WHAT OF THE PROMISE OF
HIS COMING?
Dr. W. A. Criswell
2 Peter 3:4
10-16-60
Our faith in 33 A.D. Now, would you turn
with me to the third chapter of Second Peter? Last Sunday morning, we
left off at the end of the second chapter of Second Peter. And this
morning, we begin at the—at the first verse of the third chapter, the last
chapter of Second Peter, Second Peter three:
This second epistle, beloved, I now write unto
you; in both which I stir up your pure minds by way of remembrance:
That ye may be mindful of the words which were
spoken before by the holy prophets, and of the commandment of us the apostles
of the Lord and Savior:
Knowing this first, that there shall come in
the last days scoffers, walking after their own lusts,
And saying, Where is the promise of his coming?
for since the fathers fell asleep, all things continue as they were from the
beginning of the creation.
For this they willingly are ignorant of, that
by the word of God the heavens were of old, and the earth standing out of the
water and in the water:
Whereby the world that then was, being
overflowed with water, perished:
But the heavens and the earth, which are now,
by the same word of God are kept in store, reserved unto fire against the day
of judgment and perdition of ungodly men.
But, beloved, be not ignorant of this one
thing, that one day is with the Lord as a thousand years, and a thousand years
as one day.
The Lord is not slack concerning His promise,
as some count slackness; but is longsuffering to us‑ward, not willing
that any should perish, but that all should come to repentance.
But the day of the Lord will come as a thief in
the night; in the which the heavens shall pass away with a great noise, and the
elements shall melt with fervent heat, the earth also and the works that are
therein shall be burned up.
Seeing then that all these things shall be
dissolved, what manner of persons ought ye to be in all holy living and
godliness,
Looking for and hasting unto the coming of the
day of God, wherein the heavens being on fire shall be dissolved, and the
elements shall melt with fervent heat?
Nevertheless we, according to His promise, look
for new heavens and a new earth, wherein dwelleth righteousness [2 Peter
3:1-13].
On
those texts, your pastor intended to preach four sermons. The sermon this
morning: WHERE IS THE PROMISE OF HIS COMING? The sermon
tonight, WHEN THE WORLD IS ON FIRE; the sermon next Sunday
morning, THE TIME ON GOD'S CLOCK ; and the sermon next Sunday evening, THE
NEW HEAVENS AND THE NEW EARTH.

» EXERCISE INPUTS
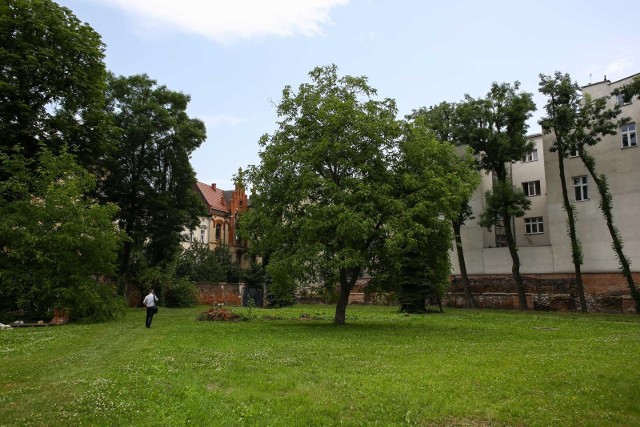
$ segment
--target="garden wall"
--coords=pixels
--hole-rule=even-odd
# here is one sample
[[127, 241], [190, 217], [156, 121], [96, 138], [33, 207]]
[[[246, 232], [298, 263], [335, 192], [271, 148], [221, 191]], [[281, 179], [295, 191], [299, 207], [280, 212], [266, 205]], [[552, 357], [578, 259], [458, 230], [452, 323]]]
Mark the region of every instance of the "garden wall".
[[243, 283], [198, 283], [198, 303], [242, 306]]
[[[634, 273], [636, 283], [640, 273]], [[540, 311], [578, 311], [580, 301], [572, 274], [528, 274], [522, 277], [527, 304]], [[590, 312], [633, 313], [635, 303], [621, 274], [586, 273], [582, 275]], [[469, 276], [471, 293], [478, 308], [517, 309], [518, 295], [512, 275]], [[448, 307], [464, 307], [460, 276], [453, 276], [443, 301]]]

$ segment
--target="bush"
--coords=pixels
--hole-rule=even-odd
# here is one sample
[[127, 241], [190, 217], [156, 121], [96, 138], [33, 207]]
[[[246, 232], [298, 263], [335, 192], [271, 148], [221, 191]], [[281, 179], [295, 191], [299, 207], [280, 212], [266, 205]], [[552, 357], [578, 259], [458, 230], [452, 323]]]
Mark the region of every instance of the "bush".
[[71, 320], [104, 322], [124, 315], [124, 298], [116, 295], [113, 285], [87, 281], [68, 293], [66, 307]]
[[188, 279], [176, 279], [162, 288], [167, 307], [193, 307], [198, 302], [198, 288]]
[[233, 322], [247, 320], [247, 318], [226, 308], [212, 307], [209, 310], [200, 313], [198, 320]]

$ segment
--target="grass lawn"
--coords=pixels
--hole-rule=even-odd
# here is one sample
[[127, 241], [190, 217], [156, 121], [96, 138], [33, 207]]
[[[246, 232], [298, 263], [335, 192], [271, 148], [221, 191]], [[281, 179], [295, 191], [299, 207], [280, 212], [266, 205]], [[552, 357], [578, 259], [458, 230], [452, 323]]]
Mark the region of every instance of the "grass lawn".
[[0, 331], [0, 425], [640, 425], [640, 316], [206, 308]]

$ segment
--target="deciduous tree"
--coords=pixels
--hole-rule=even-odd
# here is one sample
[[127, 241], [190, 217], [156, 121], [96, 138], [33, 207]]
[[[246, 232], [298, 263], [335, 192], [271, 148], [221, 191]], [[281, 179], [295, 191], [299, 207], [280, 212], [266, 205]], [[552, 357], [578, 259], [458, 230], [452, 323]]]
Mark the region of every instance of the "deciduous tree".
[[102, 192], [120, 207], [118, 222], [128, 236], [120, 257], [126, 281], [133, 251], [144, 251], [150, 267], [173, 261], [181, 231], [205, 214], [189, 162], [205, 127], [188, 116], [188, 95], [146, 75], [111, 76], [107, 95], [116, 148]]
[[[495, 176], [492, 194], [487, 197], [492, 204], [484, 215], [483, 225], [503, 225], [512, 259], [513, 277], [521, 310], [527, 309], [520, 257], [512, 227], [512, 218], [524, 214], [526, 200], [521, 191], [514, 189], [509, 165], [532, 150], [527, 140], [527, 120], [536, 107], [532, 95], [520, 92], [520, 83], [493, 83], [485, 98], [474, 99], [469, 95], [458, 105], [458, 141], [473, 149], [480, 167]], [[516, 203], [516, 204], [513, 204]]]
[[0, 310], [42, 318], [67, 308], [73, 318], [113, 318], [123, 305], [97, 279], [114, 272], [117, 207], [86, 196], [95, 179], [64, 151], [43, 149], [37, 166], [0, 157], [13, 177], [0, 194], [20, 195], [0, 215]]
[[[446, 186], [449, 176], [438, 171], [459, 157], [426, 128], [405, 127], [395, 102], [373, 99], [366, 78], [340, 77], [336, 66], [309, 75], [312, 82], [297, 91], [285, 87], [278, 129], [260, 141], [261, 163], [246, 174], [254, 195], [242, 224], [254, 249], [269, 257], [272, 290], [339, 283], [335, 323], [344, 324], [360, 272], [400, 277], [398, 251], [422, 251], [428, 242], [421, 239], [437, 228], [431, 222], [446, 221], [460, 203], [449, 187], [427, 198]], [[424, 233], [407, 232], [414, 227]], [[405, 273], [424, 284], [424, 260], [412, 265]]]
[[[636, 311], [640, 312], [640, 294], [631, 274], [629, 259], [624, 254], [622, 236], [613, 223], [613, 195], [609, 190], [607, 176], [597, 172], [596, 160], [587, 149], [587, 147], [600, 142], [603, 136], [617, 133], [620, 124], [617, 120], [620, 108], [617, 106], [614, 109], [607, 108], [607, 99], [604, 97], [593, 99], [588, 94], [583, 96], [580, 87], [571, 81], [569, 74], [560, 72], [556, 72], [553, 77], [540, 75], [540, 92], [549, 98], [545, 106], [547, 116], [540, 121], [540, 124], [545, 133], [553, 133], [555, 137], [552, 149], [558, 152], [563, 199], [570, 226], [569, 236], [572, 239], [573, 252], [577, 248], [577, 256], [574, 254], [573, 258], [582, 311], [587, 311], [580, 275], [582, 253], [575, 231], [575, 207], [569, 201], [564, 177], [563, 160], [571, 151], [578, 153], [596, 184], [600, 195], [600, 210], [611, 235], [613, 250], [620, 264], [620, 270], [627, 280], [631, 295], [636, 301]], [[571, 206], [571, 208], [567, 209], [566, 206]], [[571, 227], [573, 227], [573, 232]]]

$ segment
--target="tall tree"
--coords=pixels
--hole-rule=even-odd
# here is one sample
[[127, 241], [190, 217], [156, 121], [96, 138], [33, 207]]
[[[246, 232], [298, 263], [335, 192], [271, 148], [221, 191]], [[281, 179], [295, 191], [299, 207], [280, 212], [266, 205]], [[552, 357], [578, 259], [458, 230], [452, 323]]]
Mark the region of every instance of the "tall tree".
[[68, 149], [97, 171], [108, 150], [103, 58], [100, 35], [69, 9], [0, 3], [0, 151], [32, 159], [42, 147]]
[[297, 92], [284, 88], [278, 129], [260, 140], [242, 223], [269, 254], [272, 290], [339, 283], [335, 323], [344, 324], [349, 294], [394, 213], [387, 159], [401, 128], [395, 102], [374, 100], [365, 77], [340, 77], [335, 65], [309, 76]]
[[152, 267], [173, 261], [180, 232], [205, 214], [189, 162], [205, 127], [187, 115], [188, 95], [146, 75], [110, 76], [107, 98], [117, 148], [102, 192], [120, 207], [119, 225], [128, 236], [120, 257], [126, 293], [132, 252], [144, 251]]
[[516, 248], [512, 219], [528, 208], [520, 190], [513, 187], [509, 165], [532, 150], [527, 140], [527, 119], [536, 107], [532, 95], [519, 92], [520, 83], [493, 83], [485, 98], [474, 99], [469, 95], [458, 105], [457, 132], [460, 143], [472, 148], [479, 165], [495, 177], [494, 189], [487, 196], [488, 206], [483, 225], [504, 226], [518, 303], [527, 309], [520, 257]]
[[[389, 272], [401, 309], [424, 312], [426, 298], [444, 295], [451, 273], [451, 221], [479, 183], [471, 156], [436, 140], [430, 128], [412, 121], [398, 147], [393, 195], [400, 210], [387, 225], [390, 247], [373, 272]], [[393, 287], [392, 287], [393, 288]]]
[[85, 196], [95, 179], [64, 151], [44, 149], [33, 165], [6, 154], [0, 159], [13, 176], [0, 182], [0, 194], [20, 194], [2, 203], [0, 311], [42, 318], [66, 308], [72, 318], [115, 316], [113, 290], [95, 276], [114, 272], [117, 207]]
[[[421, 123], [431, 129], [436, 138], [442, 142], [458, 145], [454, 133], [457, 123], [456, 104], [441, 102], [438, 105], [427, 108], [414, 110], [407, 119]], [[470, 197], [470, 196], [469, 196]], [[461, 230], [464, 223], [473, 219], [473, 211], [469, 206], [469, 198], [462, 200], [458, 213], [451, 220], [453, 227], [453, 236], [456, 247], [456, 255], [458, 257], [458, 266], [460, 267], [460, 278], [462, 281], [462, 289], [465, 296], [465, 304], [469, 308], [475, 308], [475, 302], [471, 294], [471, 286], [469, 284], [469, 275], [467, 274], [467, 264], [464, 259], [464, 248], [462, 246]]]
[[[582, 95], [580, 86], [571, 81], [569, 74], [556, 72], [554, 76], [540, 75], [540, 92], [548, 96], [547, 117], [541, 119], [540, 124], [545, 133], [553, 133], [555, 142], [553, 149], [558, 151], [560, 160], [560, 177], [563, 188], [564, 203], [569, 202], [566, 181], [564, 178], [563, 158], [567, 157], [570, 152], [577, 152], [589, 171], [589, 175], [596, 184], [600, 195], [600, 210], [607, 224], [607, 229], [611, 235], [612, 247], [620, 264], [620, 270], [627, 280], [627, 285], [636, 302], [636, 311], [640, 312], [640, 294], [635, 286], [629, 259], [624, 254], [624, 245], [622, 236], [618, 228], [613, 223], [613, 196], [609, 191], [609, 184], [606, 175], [599, 174], [596, 169], [596, 160], [589, 154], [587, 147], [596, 145], [605, 135], [615, 135], [619, 126], [617, 117], [620, 115], [620, 108], [616, 106], [614, 109], [607, 108], [607, 98], [593, 99], [591, 96]], [[623, 120], [624, 121], [624, 120]], [[562, 153], [562, 157], [561, 157]], [[574, 243], [575, 236], [575, 207], [569, 210], [568, 223], [573, 225], [572, 248], [579, 247], [579, 243]], [[578, 253], [579, 261], [582, 261], [581, 252]], [[582, 262], [580, 262], [581, 264]], [[576, 265], [576, 256], [574, 255], [574, 265]], [[580, 274], [580, 265], [576, 266], [576, 278]], [[580, 304], [583, 312], [587, 311], [584, 291], [582, 290], [582, 278], [577, 280], [580, 292]]]

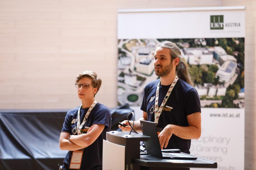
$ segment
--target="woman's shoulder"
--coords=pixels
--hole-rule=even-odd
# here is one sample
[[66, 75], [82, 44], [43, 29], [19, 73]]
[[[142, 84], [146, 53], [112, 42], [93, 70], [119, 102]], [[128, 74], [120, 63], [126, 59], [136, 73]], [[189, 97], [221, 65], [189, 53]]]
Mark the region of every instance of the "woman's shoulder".
[[110, 113], [110, 110], [109, 109], [108, 107], [103, 104], [101, 104], [99, 103], [98, 103], [97, 104], [96, 106], [97, 110], [101, 111], [106, 111], [109, 112]]
[[79, 109], [79, 107], [80, 107], [80, 106], [79, 106], [78, 107], [75, 107], [70, 110], [68, 111], [68, 112], [67, 113], [67, 114], [73, 115], [76, 113], [77, 113], [77, 111], [78, 110], [78, 109]]

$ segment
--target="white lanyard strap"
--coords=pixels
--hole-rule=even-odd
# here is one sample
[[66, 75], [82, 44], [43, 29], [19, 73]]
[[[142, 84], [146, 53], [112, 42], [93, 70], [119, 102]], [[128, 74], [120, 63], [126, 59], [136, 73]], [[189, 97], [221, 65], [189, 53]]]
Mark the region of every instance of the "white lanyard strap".
[[80, 110], [81, 109], [81, 107], [82, 107], [82, 105], [81, 105], [81, 106], [79, 107], [79, 109], [78, 109], [78, 112], [77, 113], [77, 128], [78, 135], [80, 135], [81, 134], [81, 129], [82, 129], [82, 128], [83, 127], [85, 123], [85, 122], [87, 120], [87, 118], [88, 117], [89, 115], [90, 115], [90, 113], [91, 113], [91, 111], [92, 111], [92, 110], [94, 107], [95, 106], [97, 103], [97, 102], [96, 101], [96, 100], [95, 100], [94, 101], [93, 101], [93, 104], [91, 105], [91, 106], [90, 107], [88, 110], [87, 111], [87, 112], [85, 115], [85, 117], [84, 118], [84, 120], [83, 121], [83, 122], [82, 123], [81, 125], [80, 125]]
[[159, 82], [158, 83], [158, 85], [157, 85], [157, 87], [156, 88], [156, 99], [155, 101], [155, 123], [156, 124], [156, 125], [158, 123], [158, 120], [159, 119], [160, 115], [162, 113], [162, 110], [164, 107], [165, 104], [166, 104], [166, 102], [168, 100], [168, 99], [169, 99], [169, 96], [170, 96], [170, 94], [172, 90], [173, 89], [173, 87], [174, 87], [174, 86], [176, 84], [176, 83], [178, 79], [179, 78], [176, 75], [174, 79], [173, 80], [173, 81], [172, 82], [172, 83], [171, 84], [171, 86], [169, 88], [168, 92], [166, 93], [164, 99], [162, 102], [162, 104], [161, 104], [160, 107], [159, 108], [159, 110], [158, 109], [158, 98], [159, 97], [159, 87], [160, 86], [160, 81], [159, 81]]

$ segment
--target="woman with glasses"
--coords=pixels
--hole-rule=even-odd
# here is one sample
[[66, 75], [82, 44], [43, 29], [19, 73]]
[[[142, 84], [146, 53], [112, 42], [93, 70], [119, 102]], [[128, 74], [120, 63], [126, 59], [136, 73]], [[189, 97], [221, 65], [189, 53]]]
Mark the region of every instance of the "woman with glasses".
[[101, 81], [90, 71], [76, 77], [75, 85], [82, 104], [69, 111], [65, 118], [60, 147], [69, 152], [61, 168], [102, 169], [103, 140], [106, 139], [106, 132], [110, 131], [111, 117], [109, 109], [94, 99]]

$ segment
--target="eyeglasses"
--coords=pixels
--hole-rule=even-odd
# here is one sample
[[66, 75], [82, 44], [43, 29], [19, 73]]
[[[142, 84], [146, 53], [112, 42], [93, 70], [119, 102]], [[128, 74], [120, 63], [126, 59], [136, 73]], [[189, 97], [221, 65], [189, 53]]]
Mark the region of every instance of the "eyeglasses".
[[93, 86], [92, 85], [89, 85], [89, 84], [87, 84], [86, 83], [84, 83], [83, 84], [77, 84], [75, 83], [75, 85], [76, 86], [76, 87], [78, 89], [79, 89], [81, 88], [81, 86], [83, 86], [83, 88], [84, 88], [84, 89], [87, 89], [89, 88], [89, 87], [90, 85], [91, 85], [93, 87], [94, 87], [94, 86]]

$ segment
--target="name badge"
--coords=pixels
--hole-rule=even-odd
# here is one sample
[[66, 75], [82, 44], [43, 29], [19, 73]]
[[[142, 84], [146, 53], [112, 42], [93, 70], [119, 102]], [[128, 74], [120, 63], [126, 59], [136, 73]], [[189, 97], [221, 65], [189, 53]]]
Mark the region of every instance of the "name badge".
[[70, 161], [70, 169], [80, 169], [81, 164], [82, 163], [82, 158], [83, 156], [82, 151], [73, 151], [71, 160]]

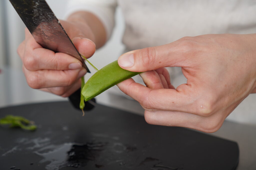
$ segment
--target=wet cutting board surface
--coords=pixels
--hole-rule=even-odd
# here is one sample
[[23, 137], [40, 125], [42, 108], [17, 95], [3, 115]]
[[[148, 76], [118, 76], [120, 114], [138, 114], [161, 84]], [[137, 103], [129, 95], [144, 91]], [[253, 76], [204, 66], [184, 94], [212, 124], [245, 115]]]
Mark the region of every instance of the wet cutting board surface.
[[0, 127], [1, 170], [231, 170], [238, 162], [235, 142], [100, 105], [83, 117], [68, 102], [0, 109], [10, 114], [39, 127]]

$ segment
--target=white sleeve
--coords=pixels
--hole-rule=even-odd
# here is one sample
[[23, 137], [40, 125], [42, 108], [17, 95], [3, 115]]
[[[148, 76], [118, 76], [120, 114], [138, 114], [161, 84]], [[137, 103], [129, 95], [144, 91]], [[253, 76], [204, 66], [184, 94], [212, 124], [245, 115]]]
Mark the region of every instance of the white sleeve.
[[67, 5], [65, 18], [76, 11], [91, 12], [101, 21], [106, 32], [107, 39], [109, 38], [114, 25], [116, 0], [69, 0]]

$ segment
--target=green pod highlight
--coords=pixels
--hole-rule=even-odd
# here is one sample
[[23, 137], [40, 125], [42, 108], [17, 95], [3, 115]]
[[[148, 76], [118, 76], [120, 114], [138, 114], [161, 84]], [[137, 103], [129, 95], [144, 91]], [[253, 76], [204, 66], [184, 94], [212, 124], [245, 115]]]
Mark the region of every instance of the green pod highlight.
[[89, 100], [116, 84], [140, 73], [123, 69], [117, 60], [93, 75], [84, 84], [81, 93], [85, 101]]

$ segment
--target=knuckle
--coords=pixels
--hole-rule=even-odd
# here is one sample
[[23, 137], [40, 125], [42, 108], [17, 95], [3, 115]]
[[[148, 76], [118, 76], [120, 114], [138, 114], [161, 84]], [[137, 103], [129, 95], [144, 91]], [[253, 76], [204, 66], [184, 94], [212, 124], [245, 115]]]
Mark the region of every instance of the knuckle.
[[27, 76], [26, 78], [28, 84], [30, 87], [35, 89], [40, 88], [40, 85], [39, 83], [37, 74], [30, 74]]
[[203, 117], [209, 117], [212, 115], [215, 111], [215, 102], [214, 100], [209, 98], [201, 102], [198, 105], [197, 113], [199, 115]]
[[62, 97], [62, 96], [65, 95], [66, 93], [66, 90], [65, 88], [62, 87], [54, 87], [53, 91], [54, 93]]
[[145, 111], [144, 113], [144, 118], [145, 121], [148, 124], [153, 124], [154, 121], [152, 119], [152, 114], [150, 114], [149, 112]]
[[215, 132], [220, 128], [223, 123], [218, 118], [210, 119], [202, 126], [201, 130], [206, 133]]
[[149, 64], [153, 63], [155, 61], [156, 50], [154, 47], [143, 48], [140, 50], [139, 54], [139, 59], [141, 60], [142, 65], [147, 68]]
[[141, 100], [141, 105], [143, 108], [148, 111], [152, 111], [154, 110], [154, 106], [155, 105], [154, 102], [151, 98], [149, 97], [148, 94], [143, 97]]
[[25, 55], [23, 60], [24, 66], [27, 69], [34, 71], [37, 63], [35, 57], [31, 55]]
[[194, 37], [185, 37], [180, 40], [179, 48], [185, 53], [190, 53], [192, 50], [196, 49]]

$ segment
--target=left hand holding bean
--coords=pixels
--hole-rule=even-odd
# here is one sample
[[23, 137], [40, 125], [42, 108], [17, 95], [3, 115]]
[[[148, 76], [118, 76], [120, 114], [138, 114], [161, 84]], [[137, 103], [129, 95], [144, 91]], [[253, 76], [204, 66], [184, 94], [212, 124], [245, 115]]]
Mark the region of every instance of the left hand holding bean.
[[[156, 125], [216, 131], [250, 93], [256, 92], [256, 34], [185, 37], [120, 57], [120, 66], [141, 76], [118, 84]], [[166, 67], [178, 67], [187, 79], [175, 89]]]

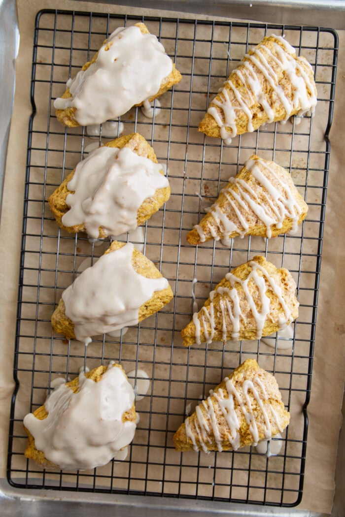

» REQUIRED ACTIONS
1. Please name the sermon that the pastor planned to preach tonight, according to the sermon.
2. Report each line of the entries that contains the string "cutting", with matching case.
The sermon and the entries are unrelated material.

» RESULTS
1. WHEN THE WORLD IS ON FIRE

2.
--target=wet cutting board surface
Mark the region of every instance of the wet cutting board surface.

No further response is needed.